DOCUMENT SECTION –
Reconstruction and Regression Loss for TS Transfer Learning
Contents
- Abstract
- Transfer Learning in TS
- Model Loss & Architecture
0. Abstract
Define a new architecture & new loss function for TS Transfer Learning
1. Transfer Learning in TS
Notation
- domain \(D\) consists of..
- marginal pdf \(P(X)\) over the feature space \(X=\left\{x_1, \ldots, x_n\right\}\)
- task \(T\) : given \(\mathcal{D}=\{\mathcal{X}, P(\mathcal{X})\}\) , model \(P(Y \mid X)\)
- source / traget domain
- source domain : \(\mathcal{D}_S\)
- source task : \(\mathcal{T}_S\)
- target domain : \(\mathcal{D}_T\)
- target task : \(\mathcal{T}_T\)

MATERIAL –
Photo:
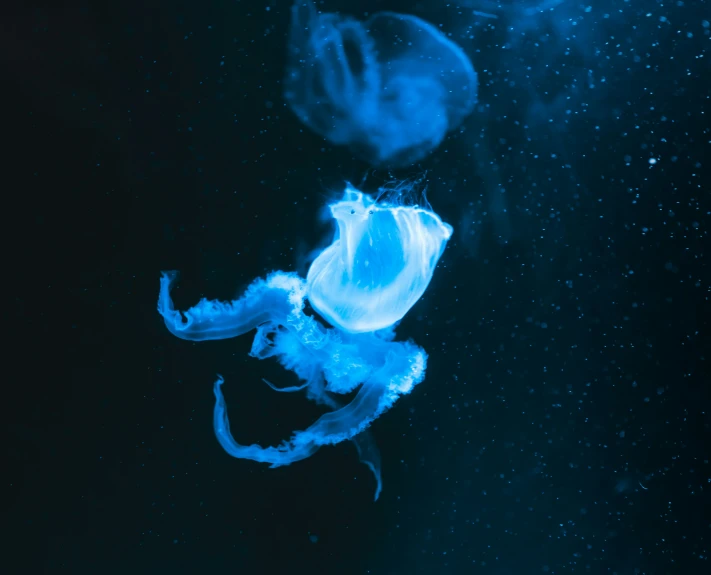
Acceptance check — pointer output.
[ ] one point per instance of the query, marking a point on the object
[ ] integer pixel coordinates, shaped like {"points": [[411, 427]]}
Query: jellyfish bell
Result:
{"points": [[379, 264], [390, 88]]}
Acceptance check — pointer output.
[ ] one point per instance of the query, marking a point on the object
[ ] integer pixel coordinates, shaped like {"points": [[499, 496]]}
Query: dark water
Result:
{"points": [[562, 423]]}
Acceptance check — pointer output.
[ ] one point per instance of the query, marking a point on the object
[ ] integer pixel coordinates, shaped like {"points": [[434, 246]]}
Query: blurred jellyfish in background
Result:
{"points": [[379, 264], [389, 88]]}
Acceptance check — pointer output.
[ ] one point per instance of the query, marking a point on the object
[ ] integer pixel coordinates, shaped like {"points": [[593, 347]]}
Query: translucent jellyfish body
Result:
{"points": [[390, 88], [379, 264]]}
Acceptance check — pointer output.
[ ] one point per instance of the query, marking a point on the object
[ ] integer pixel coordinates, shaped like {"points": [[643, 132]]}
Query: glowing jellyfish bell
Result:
{"points": [[379, 264]]}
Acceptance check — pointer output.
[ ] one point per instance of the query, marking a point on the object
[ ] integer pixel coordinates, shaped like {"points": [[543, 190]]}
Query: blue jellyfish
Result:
{"points": [[380, 263], [390, 88]]}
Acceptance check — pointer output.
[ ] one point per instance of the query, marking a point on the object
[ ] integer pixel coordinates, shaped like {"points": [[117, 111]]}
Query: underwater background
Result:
{"points": [[563, 422]]}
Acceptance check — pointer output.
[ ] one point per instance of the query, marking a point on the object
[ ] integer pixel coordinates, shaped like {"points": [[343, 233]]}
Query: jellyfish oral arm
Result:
{"points": [[210, 319], [364, 283]]}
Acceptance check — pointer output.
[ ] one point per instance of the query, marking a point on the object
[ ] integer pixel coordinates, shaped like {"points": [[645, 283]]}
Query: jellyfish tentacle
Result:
{"points": [[270, 299]]}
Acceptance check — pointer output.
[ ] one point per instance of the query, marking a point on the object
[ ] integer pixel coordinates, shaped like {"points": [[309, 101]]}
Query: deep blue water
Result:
{"points": [[563, 424]]}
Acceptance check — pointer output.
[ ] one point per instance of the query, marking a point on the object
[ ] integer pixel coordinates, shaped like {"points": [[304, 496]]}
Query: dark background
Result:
{"points": [[562, 423]]}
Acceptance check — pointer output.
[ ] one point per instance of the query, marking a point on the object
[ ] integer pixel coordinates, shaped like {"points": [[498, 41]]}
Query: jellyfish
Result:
{"points": [[390, 88], [380, 262]]}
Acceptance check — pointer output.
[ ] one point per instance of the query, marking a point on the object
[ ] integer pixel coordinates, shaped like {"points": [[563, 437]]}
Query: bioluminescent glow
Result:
{"points": [[390, 88], [379, 264]]}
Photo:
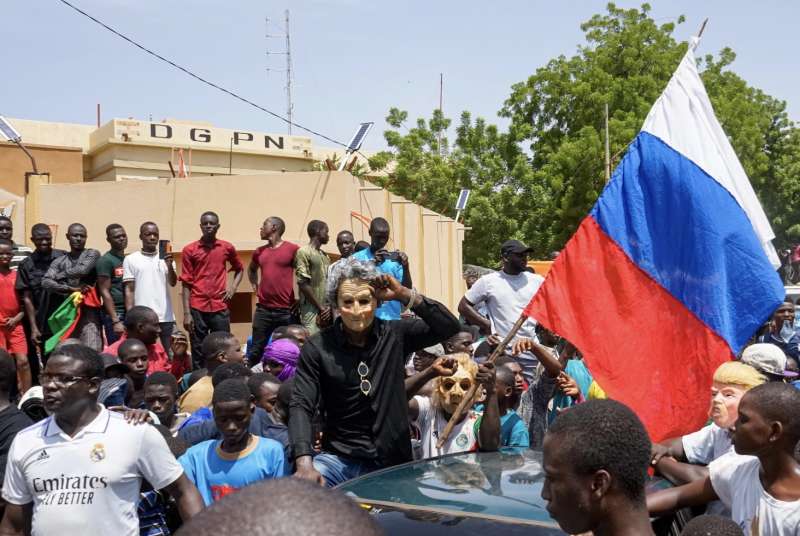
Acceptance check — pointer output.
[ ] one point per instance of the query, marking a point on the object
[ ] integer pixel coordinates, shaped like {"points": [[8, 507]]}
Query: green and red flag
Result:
{"points": [[64, 319]]}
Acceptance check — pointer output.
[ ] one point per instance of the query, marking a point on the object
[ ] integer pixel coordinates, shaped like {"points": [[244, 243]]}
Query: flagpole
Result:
{"points": [[466, 402]]}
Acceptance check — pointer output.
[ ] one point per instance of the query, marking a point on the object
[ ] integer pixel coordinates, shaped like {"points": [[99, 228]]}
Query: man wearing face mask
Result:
{"points": [[355, 370], [781, 331], [454, 376]]}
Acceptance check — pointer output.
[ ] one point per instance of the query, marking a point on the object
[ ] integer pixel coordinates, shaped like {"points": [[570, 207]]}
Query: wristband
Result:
{"points": [[410, 301]]}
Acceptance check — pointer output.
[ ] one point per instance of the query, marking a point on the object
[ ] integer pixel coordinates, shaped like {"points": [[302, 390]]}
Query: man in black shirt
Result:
{"points": [[12, 420], [38, 307], [354, 371]]}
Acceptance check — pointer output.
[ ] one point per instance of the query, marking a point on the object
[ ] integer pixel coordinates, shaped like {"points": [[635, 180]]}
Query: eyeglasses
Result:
{"points": [[365, 386], [62, 381]]}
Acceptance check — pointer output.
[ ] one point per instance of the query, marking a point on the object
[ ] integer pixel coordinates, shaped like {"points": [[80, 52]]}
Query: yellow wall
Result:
{"points": [[432, 241]]}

EXERCISE TASKS –
A: According to the abstract of the transfer learning notes, what two things are defined?
B: In the transfer learning notes, retype everything from "Reconstruction and Regression" down to "domain \(D\) consists of..".

THE RESPONSES –
A: A new architecture and a new loss function for TS transfer learning.

B:
Reconstruction and Regression Loss for TS Transfer Learning
Contents
- Abstract
- Transfer Learning in TS
- Model Loss & Architecture
0. Abstract
Define a new architecture & new loss function for TS Transfer Learning
1. Transfer Learning in TS
Notation
- domain \(D\) consists of..